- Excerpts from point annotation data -
*-*-*

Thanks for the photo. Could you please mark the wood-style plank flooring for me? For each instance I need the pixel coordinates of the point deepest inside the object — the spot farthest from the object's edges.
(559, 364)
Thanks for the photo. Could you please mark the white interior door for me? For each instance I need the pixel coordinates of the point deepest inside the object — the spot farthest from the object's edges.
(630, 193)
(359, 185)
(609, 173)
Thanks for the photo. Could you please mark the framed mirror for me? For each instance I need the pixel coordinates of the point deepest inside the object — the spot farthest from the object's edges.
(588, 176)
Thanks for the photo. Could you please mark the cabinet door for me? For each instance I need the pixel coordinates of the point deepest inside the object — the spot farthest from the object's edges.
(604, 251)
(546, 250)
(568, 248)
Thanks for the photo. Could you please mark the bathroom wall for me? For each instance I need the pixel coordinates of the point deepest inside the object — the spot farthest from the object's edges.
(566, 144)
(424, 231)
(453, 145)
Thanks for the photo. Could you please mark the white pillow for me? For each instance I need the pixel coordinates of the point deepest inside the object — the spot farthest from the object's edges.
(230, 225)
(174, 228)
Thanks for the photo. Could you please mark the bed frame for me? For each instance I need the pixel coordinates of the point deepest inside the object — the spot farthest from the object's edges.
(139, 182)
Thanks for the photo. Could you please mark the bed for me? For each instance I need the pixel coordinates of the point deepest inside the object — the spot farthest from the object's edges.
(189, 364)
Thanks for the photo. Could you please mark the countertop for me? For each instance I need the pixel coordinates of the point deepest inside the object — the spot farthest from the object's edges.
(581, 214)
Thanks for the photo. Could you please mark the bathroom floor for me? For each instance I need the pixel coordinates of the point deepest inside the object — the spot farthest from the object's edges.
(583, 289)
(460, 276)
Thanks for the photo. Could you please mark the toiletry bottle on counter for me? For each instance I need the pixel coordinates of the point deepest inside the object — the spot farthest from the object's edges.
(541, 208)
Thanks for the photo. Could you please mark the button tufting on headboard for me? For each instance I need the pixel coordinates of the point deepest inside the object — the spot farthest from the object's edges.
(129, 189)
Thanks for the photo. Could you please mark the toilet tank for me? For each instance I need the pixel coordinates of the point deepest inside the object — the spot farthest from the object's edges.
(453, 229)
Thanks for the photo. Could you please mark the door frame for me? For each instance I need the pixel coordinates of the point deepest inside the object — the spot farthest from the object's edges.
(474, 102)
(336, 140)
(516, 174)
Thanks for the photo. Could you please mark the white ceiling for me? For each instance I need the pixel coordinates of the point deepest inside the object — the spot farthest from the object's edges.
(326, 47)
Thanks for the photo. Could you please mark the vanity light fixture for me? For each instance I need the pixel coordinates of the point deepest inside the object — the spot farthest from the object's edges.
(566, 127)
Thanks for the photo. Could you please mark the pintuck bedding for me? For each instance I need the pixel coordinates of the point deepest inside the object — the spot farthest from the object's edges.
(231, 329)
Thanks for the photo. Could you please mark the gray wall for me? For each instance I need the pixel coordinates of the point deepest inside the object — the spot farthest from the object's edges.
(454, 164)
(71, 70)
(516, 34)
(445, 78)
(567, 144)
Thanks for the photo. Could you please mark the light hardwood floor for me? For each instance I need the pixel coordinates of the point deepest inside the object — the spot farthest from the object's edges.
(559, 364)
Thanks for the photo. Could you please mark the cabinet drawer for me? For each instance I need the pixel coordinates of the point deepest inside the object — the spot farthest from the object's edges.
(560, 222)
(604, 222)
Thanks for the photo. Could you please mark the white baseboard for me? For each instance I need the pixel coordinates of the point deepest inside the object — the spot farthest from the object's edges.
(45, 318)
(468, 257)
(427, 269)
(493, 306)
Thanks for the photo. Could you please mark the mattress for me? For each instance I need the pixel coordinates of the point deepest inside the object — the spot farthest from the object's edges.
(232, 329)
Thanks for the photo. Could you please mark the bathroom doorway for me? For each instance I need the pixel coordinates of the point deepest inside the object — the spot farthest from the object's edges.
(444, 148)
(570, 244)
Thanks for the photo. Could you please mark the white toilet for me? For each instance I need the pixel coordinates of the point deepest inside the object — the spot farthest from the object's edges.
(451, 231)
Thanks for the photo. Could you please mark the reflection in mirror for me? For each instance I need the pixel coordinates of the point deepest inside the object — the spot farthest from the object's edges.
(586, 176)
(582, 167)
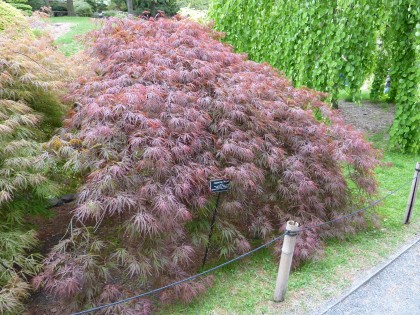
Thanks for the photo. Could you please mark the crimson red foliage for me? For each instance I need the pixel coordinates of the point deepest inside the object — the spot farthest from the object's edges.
(169, 109)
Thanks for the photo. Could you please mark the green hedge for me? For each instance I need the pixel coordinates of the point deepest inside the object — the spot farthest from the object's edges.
(11, 17)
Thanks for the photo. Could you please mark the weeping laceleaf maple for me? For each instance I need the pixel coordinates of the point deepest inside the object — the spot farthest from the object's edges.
(170, 108)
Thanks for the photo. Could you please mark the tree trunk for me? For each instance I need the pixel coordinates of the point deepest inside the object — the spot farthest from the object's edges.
(130, 6)
(70, 8)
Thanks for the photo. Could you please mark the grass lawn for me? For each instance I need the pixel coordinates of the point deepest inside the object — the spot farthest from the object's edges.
(68, 44)
(247, 286)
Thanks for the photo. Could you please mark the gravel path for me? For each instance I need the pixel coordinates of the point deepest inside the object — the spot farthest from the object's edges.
(367, 116)
(395, 290)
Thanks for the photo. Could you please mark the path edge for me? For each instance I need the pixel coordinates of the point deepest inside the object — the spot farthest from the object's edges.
(368, 276)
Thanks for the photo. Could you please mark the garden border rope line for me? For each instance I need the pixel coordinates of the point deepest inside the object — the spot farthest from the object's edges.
(241, 256)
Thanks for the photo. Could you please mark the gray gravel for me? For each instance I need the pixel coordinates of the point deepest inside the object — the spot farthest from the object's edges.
(395, 290)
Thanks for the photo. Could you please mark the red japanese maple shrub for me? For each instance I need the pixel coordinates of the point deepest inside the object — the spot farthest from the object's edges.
(169, 109)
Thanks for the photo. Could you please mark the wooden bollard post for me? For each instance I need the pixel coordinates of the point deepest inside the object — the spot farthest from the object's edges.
(412, 196)
(286, 260)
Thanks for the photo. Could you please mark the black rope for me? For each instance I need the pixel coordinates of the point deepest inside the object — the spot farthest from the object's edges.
(183, 280)
(372, 204)
(290, 233)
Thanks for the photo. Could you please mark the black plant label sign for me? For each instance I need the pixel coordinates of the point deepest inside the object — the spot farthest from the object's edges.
(219, 185)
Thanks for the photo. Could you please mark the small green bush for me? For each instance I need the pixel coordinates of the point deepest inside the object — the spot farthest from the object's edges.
(82, 8)
(21, 5)
(11, 17)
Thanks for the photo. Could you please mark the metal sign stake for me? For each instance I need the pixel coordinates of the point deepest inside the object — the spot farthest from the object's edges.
(216, 186)
(213, 220)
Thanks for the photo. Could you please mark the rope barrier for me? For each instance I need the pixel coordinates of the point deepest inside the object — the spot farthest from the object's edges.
(243, 255)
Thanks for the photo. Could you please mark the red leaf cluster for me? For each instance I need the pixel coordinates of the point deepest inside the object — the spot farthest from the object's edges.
(170, 108)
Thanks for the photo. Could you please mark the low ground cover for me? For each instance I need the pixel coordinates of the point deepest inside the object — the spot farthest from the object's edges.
(70, 42)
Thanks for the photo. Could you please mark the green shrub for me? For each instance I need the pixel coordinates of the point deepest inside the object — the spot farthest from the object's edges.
(170, 7)
(21, 5)
(11, 17)
(115, 13)
(31, 81)
(82, 8)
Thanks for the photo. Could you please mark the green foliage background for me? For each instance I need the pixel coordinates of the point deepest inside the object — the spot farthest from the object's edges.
(11, 17)
(333, 45)
(402, 44)
(21, 5)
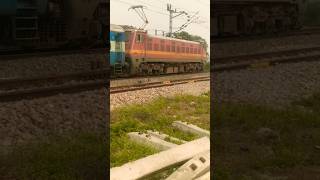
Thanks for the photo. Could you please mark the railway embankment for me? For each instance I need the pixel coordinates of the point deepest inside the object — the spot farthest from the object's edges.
(52, 64)
(156, 115)
(263, 45)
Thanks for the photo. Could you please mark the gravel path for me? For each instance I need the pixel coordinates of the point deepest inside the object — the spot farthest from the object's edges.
(41, 66)
(147, 95)
(22, 121)
(276, 86)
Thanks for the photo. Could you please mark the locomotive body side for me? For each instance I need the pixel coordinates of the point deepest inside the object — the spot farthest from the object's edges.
(117, 50)
(161, 55)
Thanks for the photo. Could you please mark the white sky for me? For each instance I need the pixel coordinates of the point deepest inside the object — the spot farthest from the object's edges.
(158, 16)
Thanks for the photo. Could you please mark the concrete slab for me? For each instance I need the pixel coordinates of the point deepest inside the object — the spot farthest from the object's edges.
(194, 168)
(204, 177)
(149, 140)
(190, 128)
(148, 165)
(164, 136)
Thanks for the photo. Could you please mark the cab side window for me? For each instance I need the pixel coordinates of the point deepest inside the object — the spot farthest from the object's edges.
(139, 38)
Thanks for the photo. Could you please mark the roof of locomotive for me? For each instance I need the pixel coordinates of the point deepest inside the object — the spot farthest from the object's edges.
(116, 28)
(132, 28)
(175, 39)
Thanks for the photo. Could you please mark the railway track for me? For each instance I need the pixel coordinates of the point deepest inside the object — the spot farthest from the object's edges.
(120, 89)
(25, 54)
(30, 88)
(305, 31)
(265, 59)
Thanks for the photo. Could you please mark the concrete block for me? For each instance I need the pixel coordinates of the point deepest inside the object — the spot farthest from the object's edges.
(190, 128)
(148, 165)
(164, 136)
(194, 168)
(153, 141)
(204, 177)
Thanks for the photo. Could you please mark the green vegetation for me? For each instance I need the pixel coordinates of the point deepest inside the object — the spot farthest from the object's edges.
(244, 149)
(312, 14)
(157, 115)
(75, 156)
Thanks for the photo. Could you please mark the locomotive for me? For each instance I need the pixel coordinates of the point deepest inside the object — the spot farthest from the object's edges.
(147, 54)
(51, 23)
(252, 17)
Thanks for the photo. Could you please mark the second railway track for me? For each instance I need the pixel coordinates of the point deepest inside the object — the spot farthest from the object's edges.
(265, 59)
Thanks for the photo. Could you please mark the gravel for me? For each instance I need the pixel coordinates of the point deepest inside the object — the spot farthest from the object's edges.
(25, 120)
(41, 66)
(275, 86)
(147, 95)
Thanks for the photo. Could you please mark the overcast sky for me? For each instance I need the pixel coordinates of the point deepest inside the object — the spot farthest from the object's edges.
(158, 16)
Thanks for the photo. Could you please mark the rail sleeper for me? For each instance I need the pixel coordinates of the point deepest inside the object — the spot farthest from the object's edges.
(190, 128)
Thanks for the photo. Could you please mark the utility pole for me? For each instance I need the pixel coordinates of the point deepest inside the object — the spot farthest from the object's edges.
(171, 16)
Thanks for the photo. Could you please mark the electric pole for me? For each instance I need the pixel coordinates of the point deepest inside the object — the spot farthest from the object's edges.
(171, 16)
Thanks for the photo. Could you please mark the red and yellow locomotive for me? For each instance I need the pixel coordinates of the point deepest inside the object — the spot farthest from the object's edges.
(147, 54)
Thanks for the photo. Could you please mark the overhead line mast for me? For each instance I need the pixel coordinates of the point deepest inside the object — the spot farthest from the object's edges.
(171, 16)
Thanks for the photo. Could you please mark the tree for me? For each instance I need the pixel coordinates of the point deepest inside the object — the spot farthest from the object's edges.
(186, 36)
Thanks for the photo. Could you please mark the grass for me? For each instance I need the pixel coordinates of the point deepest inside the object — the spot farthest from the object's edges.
(157, 115)
(76, 156)
(241, 153)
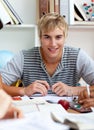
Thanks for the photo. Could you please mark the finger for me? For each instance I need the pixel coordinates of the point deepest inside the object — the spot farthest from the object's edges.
(17, 113)
(41, 89)
(44, 83)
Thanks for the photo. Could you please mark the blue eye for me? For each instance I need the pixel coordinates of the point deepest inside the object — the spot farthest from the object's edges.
(59, 37)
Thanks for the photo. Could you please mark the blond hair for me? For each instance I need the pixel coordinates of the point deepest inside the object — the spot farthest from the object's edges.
(50, 21)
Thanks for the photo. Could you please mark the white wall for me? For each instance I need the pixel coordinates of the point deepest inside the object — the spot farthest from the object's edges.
(82, 37)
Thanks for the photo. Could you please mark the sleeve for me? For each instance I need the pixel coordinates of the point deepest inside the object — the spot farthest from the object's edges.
(13, 69)
(85, 67)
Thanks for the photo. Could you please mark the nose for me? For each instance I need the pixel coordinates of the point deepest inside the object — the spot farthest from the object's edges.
(53, 42)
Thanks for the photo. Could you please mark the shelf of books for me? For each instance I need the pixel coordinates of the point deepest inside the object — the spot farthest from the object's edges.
(78, 12)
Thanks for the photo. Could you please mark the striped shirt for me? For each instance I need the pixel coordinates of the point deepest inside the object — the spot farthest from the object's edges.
(28, 66)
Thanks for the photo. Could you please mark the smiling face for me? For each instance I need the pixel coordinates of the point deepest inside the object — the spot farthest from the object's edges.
(52, 44)
(52, 30)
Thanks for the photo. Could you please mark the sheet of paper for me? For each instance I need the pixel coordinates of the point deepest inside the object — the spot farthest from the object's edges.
(54, 98)
(32, 121)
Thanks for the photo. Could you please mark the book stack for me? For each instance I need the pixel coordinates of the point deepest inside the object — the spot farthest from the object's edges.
(84, 11)
(7, 14)
(47, 6)
(77, 11)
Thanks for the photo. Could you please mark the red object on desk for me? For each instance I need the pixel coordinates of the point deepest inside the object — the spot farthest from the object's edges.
(17, 98)
(64, 103)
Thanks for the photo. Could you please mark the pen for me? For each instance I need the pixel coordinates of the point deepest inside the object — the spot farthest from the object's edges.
(88, 90)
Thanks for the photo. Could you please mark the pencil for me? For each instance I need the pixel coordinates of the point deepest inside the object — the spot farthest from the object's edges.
(88, 90)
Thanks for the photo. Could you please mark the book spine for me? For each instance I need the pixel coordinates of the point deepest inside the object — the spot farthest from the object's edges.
(4, 16)
(13, 11)
(43, 7)
(64, 9)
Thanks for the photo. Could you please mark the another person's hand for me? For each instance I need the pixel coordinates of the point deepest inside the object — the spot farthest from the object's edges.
(85, 100)
(6, 108)
(61, 89)
(39, 86)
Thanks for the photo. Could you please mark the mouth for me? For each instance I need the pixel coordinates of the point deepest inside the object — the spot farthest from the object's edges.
(53, 50)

*-*-*

- What you are asked to do -
Output, unchanged, the lines from the line with "Thanks for the photo. Could you please mark the striped" through the final line of the material.

- Completed exercise -
Thanks for the photo. Could you please mark the striped shirt for me? For each instance I need the pixel coordinates of the point deepest inside the object — the spot farthest from the object's edges.
(28, 66)
Thanks for the photo. Could you please mark the smiling face for me? For each instance I need the pixel coordinates of the point deepest inside the object — the spot farthest from the object's edges.
(52, 44)
(52, 30)
Thanks for the photo. Could you please mark the sheet of paper for me? For each instance I need the pixel coordinates of the point deepest inside the object — the spot farthest from the object's edges.
(54, 98)
(32, 121)
Thanks for the photo. Could you please mark the book stack for me? For each instance I need the pixel coordinates of the point deepest inside the object — the spot farthest from the object's edges.
(84, 11)
(7, 14)
(47, 6)
(77, 11)
Thanks for the photo. Could you please mark the red object on desk for me? For each instance I need the pixel coordinates of the point deepest inside the object — the spot farthest from the object's edges.
(17, 98)
(64, 103)
Thanks for the photo. Could you please mark the pen for me? For each instance I need the pixel coordinates of the point deepest inside the object — the spot farthest from the object's edges.
(88, 90)
Thanks for the photo. Could you please mark the pencil for me? For each instance I need the pixel coordinates of the point deepest inside the object — the spot farthest from the object's edges.
(88, 90)
Thanks for the photo. Could you please mark the book spine for me? For each instance I need the pixel coordinates of the point deepest inside the object — the spot farthest from the object's edges.
(4, 16)
(13, 11)
(43, 7)
(64, 9)
Thanks for the photo. Could you please mark the another person's hand for me? For each instance I need the pixel coordinates of the point deepest inside the object — the spot farthest from the object's edges.
(85, 100)
(6, 108)
(61, 89)
(39, 86)
Thanks for the photo. Could you please mark the mouth for me? For each instance I need the pixel coordinates of the point deepest inside the object — the spot farthest from the object's edges.
(53, 50)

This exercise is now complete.